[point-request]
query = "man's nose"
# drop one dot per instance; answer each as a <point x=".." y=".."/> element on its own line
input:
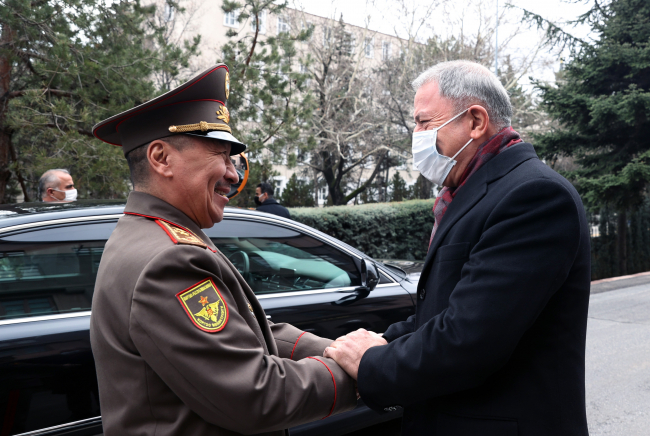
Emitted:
<point x="231" y="175"/>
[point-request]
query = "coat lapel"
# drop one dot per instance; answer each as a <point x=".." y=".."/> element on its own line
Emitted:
<point x="467" y="197"/>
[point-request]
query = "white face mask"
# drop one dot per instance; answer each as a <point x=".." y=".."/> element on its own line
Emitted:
<point x="426" y="159"/>
<point x="70" y="195"/>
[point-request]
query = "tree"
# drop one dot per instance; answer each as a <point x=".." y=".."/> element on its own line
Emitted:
<point x="268" y="103"/>
<point x="602" y="105"/>
<point x="298" y="193"/>
<point x="399" y="190"/>
<point x="64" y="65"/>
<point x="395" y="75"/>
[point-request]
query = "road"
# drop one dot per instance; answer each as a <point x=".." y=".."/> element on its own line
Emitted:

Task brief
Reproduce every line of the listing above, requests included but pictures omitted, and scale each x and y coordinate in the answers by 2.1, rounding to whole numbers with halves rounded up.

Full answer
[point-request]
query = "man's nose"
# drop one dot per instance; answer each as a <point x=".." y=".."/> element on its own line
input:
Emitted:
<point x="485" y="368"/>
[point-request]
query = "coat lapel"
# drop one dot per instance; answer each as a <point x=".." y=".."/> element on its own line
Emitted:
<point x="981" y="414"/>
[point-request]
query = "white face mask"
# drop one dot per instance; answer each as a <point x=".." y=".."/> element on its own line
Emitted:
<point x="895" y="334"/>
<point x="147" y="410"/>
[point-request]
query = "tree"
# drop one dot per instance; answer each as a <point x=".." y=".."/> element on its own line
Emitted:
<point x="563" y="216"/>
<point x="1264" y="221"/>
<point x="626" y="405"/>
<point x="838" y="399"/>
<point x="134" y="137"/>
<point x="830" y="158"/>
[point-request]
query = "road"
# drop one dot per instance; answer each as a <point x=".." y=".."/> element on its own line
Emitted:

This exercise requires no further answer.